* Goals:
**A)** List every person who writes one of the messages in the thread below about the GetObjectMonitorUsage() JVMTI function, giving each name as it is written there.
**B)** Carry the thread below about the GetObjectMonitorUsage() JVMTI function further, beginning after its last sentence.

* Quoted passage:
================
Question about GetObjectMonitorUsage() JVMTI function

Wed Jun 17 01:34:01 UTC 2020

> Ok, may I file it to JBS and fix it? 

Go for it! :)

Cheers,
David

On 17/06/2020 10:23 am, Yasumasa Suenaga wrote:
> On 2020/06/17 8:47, serguei.spitsyn at oracle.com wrote:
>> Hi Dan, David and Yasumasa,
>>
>>
>> On 6/16/20 07:39, Daniel D. Daugherty wrote:
>>> On 6/15/20 9:28 PM, David Holmes wrote:
>>>> On 16/06/2020 10:57 am, Daniel D. Daugherty wrote:
>>>>> On 6/15/20 7:19 PM, David Holmes wrote:
>>>>>> On 16/06/2020 8:40 am, Daniel D. Daugherty wrote:
>>>>>>> On 6/15/20 6:14 PM, David Holmes wrote:
>>>>>>>> Hi Dan,
>>>>>>>>
>>>>>>>> On 15/06/2020 11:38 pm, Daniel D. Daugherty wrote:
>>>>>>>>> On 6/15/20 3:26 AM, David Holmes wrote:
>>>>>>>>>> On 15/06/2020 4:02 pm, Yasumasa Suenaga wrote:
>>>>>>>>>>> Hi David,
>>>>>>>>>>>
>>>>>>>>>>> On 2020/06/15 14:15, David Holmes wrote:
>>>>>>>>>>>> Hi Yasumasa,
>>>>>>>>>>>>
>>>>>>>>>>>> On 15/06/2020 2:49 pm, Yasumasa Suenaga wrote:
>>>>>>>>>>>>> Hi all,
>>>>>>>>>>>>>
>>>>>>>>>>>>> I wonder why JvmtiEnvBase::get_object_monitor_usage() 
>>>>>>>>>>>>> (implementation of GetObjectMonitorUsage()) does not 
>>>>>>>>>>>>> perform at safepoint.
>>>>>>>>>>>>
>>>>>>>>>>>> GetObjectMonitorUsage will use a safepoint if the target is 
>>>>>>>>>>>> not suspended:
>>>>>>>>>>>>
>>>>>>>>>>>> jvmtiError
>>>>>>>>>>>> JvmtiEnv::GetObjectMonitorUsage(jobject object, 
>>>>>>>>>>>> jvmtiMonitorUsage* info_ptr) {
>>>>>>>>>>>>    JavaThread* calling_thread = JavaThread::current();
>>>>>>>>>>>>    jvmtiError err = get_object_monitor_usage(calling_thread, 
>>>>>>>>>>>> object, info_ptr);
>>>>>>>>>>>>    if (err == JVMTI_ERROR_THREAD_NOT_SUSPENDED) {
>>>>>>>>>>>>      // Some of the critical threads were not suspended. go 
>>>>>>>>>>>> to a safepoint and try again
>>>>>>>>>>>>      VM_GetObjectMonitorUsage op(this, calling_thread, 
>>>>>>>>>>>> object, info_ptr);
>>>>>>>>>>>>      VMThread::execute(&op);
>>>>>>>>>>>>      err = op.result();
>>>>>>>>>>>>    }
>>>>>>>>>>>>    return err;
>>>>>>>>>>>> } /* end GetObject */
>>>>>>>>>>>
>>>>>>>>>>> I saw this code, so I guess there are some cases when 
>>>>>>>>>>> JVMTI_ERROR_THREAD_NOT_SUSPENDED is not returned from 
>>>>>>>>>>> get_object_monitor_usage().
================
* Data block:
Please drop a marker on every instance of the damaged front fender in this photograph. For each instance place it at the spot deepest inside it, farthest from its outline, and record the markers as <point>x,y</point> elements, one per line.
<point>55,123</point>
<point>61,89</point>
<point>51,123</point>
================
* Answer list:
**A)**
David Holmes
Yasumasa Suenaga
serguei.spitsyn at oracle.com
Daniel D. Daugherty

**B)**
>>>>>>>>>>>
>>>>>>>>>>>
>>>>>>>>>>>>> Monitor owner would be acquired from monitor object at 
>>>>>>>>>>>>> first [1], but it would perform concurrently.
>>>>>>>>>>>>> If owner thread is not suspended, the owner might be 
>>>>>>>>>>>>> changed to others in subsequent code.
>>>>>>>>>>>>>
>>>>>>>>>>>>> For example, the owner might release the monitor before [2].
>>>>>>>>>>>>
>>>>>>>>>>>> The expectation is that when we find an owner thread it is 
>>>>>>>>>>>> either suspended or not. If it is suspended then it cannot 
>>>>>>>>>>>> release the monitor. If it is not suspended we detect that 
>>>>>>>>>>>> and redo the whole query at a safepoint.
>>>>>>>>>>>
>>>>>>>>>>> I think the owner thread might resume unfortunately after 
>>>>>>>>>>> suspending check.
>>>>>>>>>>
>>>>>>>>>> Yes you are right. I was thinking resuming also required a 
>>>>>>>>>> safepoint but it only requires the Threads_lock. So yes the 
>>>>>>>>>> code is wrong.
>>>>>>>>>
>>>>>>>>> Which code is wrong?
>>>>>>>>>
>>>>>>>>> Yes, a rogue resume can happen when the GetObjectMonitorUsage() 
>>>>>>>>> caller
>>>>>>>>> has started the process of gathering the information while not 
>>>>>>>>> at a
>>>>>>>>> safepoint. Thus the information returned by 
>>>>>>>>> GetObjectMonitorUsage()
>>>>>>>>> might be stale, but that's a bug in the agent code.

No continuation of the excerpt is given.